* WHAT THIS TASK INVOLVES
Write out every line of the segmentation labeling entries below word for word, leaving out the pictures.
## START EXCERPTED DATA
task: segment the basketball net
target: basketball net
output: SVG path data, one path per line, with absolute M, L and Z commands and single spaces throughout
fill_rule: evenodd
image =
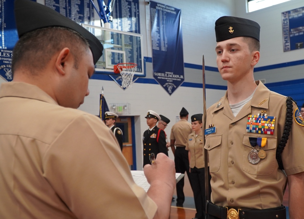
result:
M 120 72 L 121 75 L 122 87 L 132 87 L 133 76 L 137 66 L 137 64 L 135 63 L 120 63 L 114 66 L 114 72 Z

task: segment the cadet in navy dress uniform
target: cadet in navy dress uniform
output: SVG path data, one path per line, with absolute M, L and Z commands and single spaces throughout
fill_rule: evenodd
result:
M 170 147 L 170 141 L 168 140 L 167 134 L 165 132 L 165 129 L 167 127 L 168 124 L 170 122 L 170 120 L 162 115 L 160 115 L 159 116 L 161 117 L 161 120 L 158 121 L 158 123 L 157 124 L 157 127 L 161 129 L 164 130 L 164 131 L 165 132 L 165 135 L 166 136 L 166 142 L 167 142 L 166 146 L 168 148 L 168 147 Z M 167 149 L 167 150 L 169 150 L 169 149 Z
M 160 117 L 155 112 L 149 110 L 145 118 L 147 119 L 147 124 L 149 128 L 143 132 L 143 167 L 146 164 L 151 164 L 149 157 L 151 153 L 154 153 L 156 158 L 158 153 L 164 153 L 168 156 L 165 132 L 156 126 L 157 122 L 161 120 Z
M 115 136 L 117 141 L 118 142 L 120 150 L 123 151 L 123 132 L 119 128 L 115 127 L 116 119 L 118 118 L 118 116 L 114 113 L 107 111 L 105 114 L 105 122 L 107 126 L 113 132 Z

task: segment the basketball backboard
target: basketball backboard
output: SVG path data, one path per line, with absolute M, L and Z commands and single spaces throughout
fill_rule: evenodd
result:
M 137 64 L 134 77 L 145 77 L 142 35 L 138 34 L 84 24 L 103 45 L 103 55 L 96 63 L 96 73 L 114 75 L 114 65 L 119 63 Z

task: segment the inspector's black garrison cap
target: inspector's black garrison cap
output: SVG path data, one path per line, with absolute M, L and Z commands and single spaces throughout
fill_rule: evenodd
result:
M 195 122 L 202 120 L 203 115 L 202 113 L 196 114 L 191 117 L 191 121 Z
M 188 112 L 188 111 L 187 111 L 187 110 L 183 107 L 181 110 L 181 111 L 179 113 L 179 115 L 181 116 L 187 115 L 189 114 L 189 113 Z
M 170 120 L 165 116 L 164 116 L 162 115 L 160 115 L 159 116 L 161 117 L 161 120 L 162 121 L 164 121 L 164 122 L 165 122 L 167 124 L 170 122 Z
M 216 42 L 239 37 L 248 37 L 260 41 L 260 25 L 247 19 L 224 16 L 215 22 Z
M 19 38 L 25 34 L 37 29 L 64 27 L 76 31 L 88 41 L 94 64 L 102 55 L 103 47 L 96 37 L 77 23 L 50 8 L 30 0 L 15 0 L 15 14 Z

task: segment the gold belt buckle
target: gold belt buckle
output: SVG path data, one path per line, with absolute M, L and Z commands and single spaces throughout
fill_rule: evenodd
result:
M 226 207 L 227 209 L 227 219 L 239 219 L 240 215 L 240 210 L 242 209 L 238 208 L 237 211 L 234 208 L 229 209 L 228 207 Z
## END EXCERPTED DATA
* THE SOLUTION
task: segment the basketball net
target: basketball net
output: SVG path data, one path per line, with absolute M, L and Z commands and single spaces throughout
fill_rule: evenodd
image =
result:
M 120 72 L 121 75 L 122 87 L 132 87 L 133 76 L 137 66 L 137 64 L 135 63 L 120 63 L 114 66 L 114 72 Z

task: segment the cadet in navy dress uniform
target: cadet in navy dress uniform
output: SVG path data, one path per line, with absolute M, L and Z commands and single spaces throughout
fill_rule: evenodd
result:
M 170 147 L 170 141 L 168 140 L 167 134 L 165 132 L 165 129 L 167 127 L 168 124 L 170 122 L 170 120 L 162 115 L 160 115 L 159 116 L 161 117 L 161 120 L 158 121 L 158 123 L 157 124 L 157 127 L 161 129 L 164 130 L 164 131 L 165 132 L 165 135 L 166 136 L 166 142 L 167 142 L 166 146 L 168 148 L 168 147 Z M 167 149 L 167 150 L 169 150 L 169 149 Z
M 160 117 L 155 112 L 149 110 L 145 118 L 147 119 L 147 124 L 149 128 L 143 132 L 143 167 L 146 164 L 151 164 L 149 157 L 151 153 L 154 153 L 156 158 L 158 153 L 164 153 L 168 156 L 165 132 L 156 126 L 157 122 L 161 120 Z
M 115 136 L 117 141 L 118 142 L 120 150 L 123 151 L 123 132 L 119 128 L 115 127 L 116 119 L 118 118 L 118 116 L 114 113 L 107 111 L 105 114 L 105 122 L 107 126 L 113 132 Z

task: segment the basketball backboard
target: basketball backboard
output: SVG path data, one path per line, with absolute M, L and Z commands and single spaces throughout
fill_rule: evenodd
result:
M 137 64 L 134 77 L 145 77 L 142 35 L 138 34 L 84 24 L 103 45 L 103 55 L 96 63 L 96 73 L 114 75 L 114 65 L 119 63 Z

task: segment the inspector's black garrison cap
target: inspector's black garrison cap
output: SVG path data, one path per line, with absolute M, L and Z commands and single spaces throughout
fill_rule: evenodd
result:
M 195 122 L 202 120 L 203 115 L 202 113 L 196 114 L 191 117 L 191 121 Z
M 188 112 L 188 111 L 187 111 L 187 110 L 183 107 L 181 110 L 181 111 L 179 113 L 179 115 L 181 116 L 187 115 L 189 114 L 189 113 Z
M 170 120 L 165 116 L 164 116 L 162 115 L 160 115 L 159 116 L 161 117 L 161 120 L 162 121 L 164 121 L 164 122 L 165 122 L 167 124 L 170 122 Z
M 216 42 L 239 37 L 248 37 L 260 41 L 260 25 L 247 19 L 224 16 L 215 22 Z
M 19 38 L 25 34 L 37 29 L 64 27 L 76 31 L 88 41 L 94 64 L 102 55 L 103 47 L 96 37 L 77 23 L 50 8 L 30 0 L 15 0 L 15 14 Z

task: segment the gold belt buckle
target: gold belt buckle
output: SVG path data, one path per line, with absolute M, L and Z commands and single spaces throughout
fill_rule: evenodd
result:
M 226 207 L 227 209 L 227 219 L 239 219 L 240 215 L 240 210 L 242 209 L 238 208 L 237 211 L 234 208 L 229 209 L 228 207 Z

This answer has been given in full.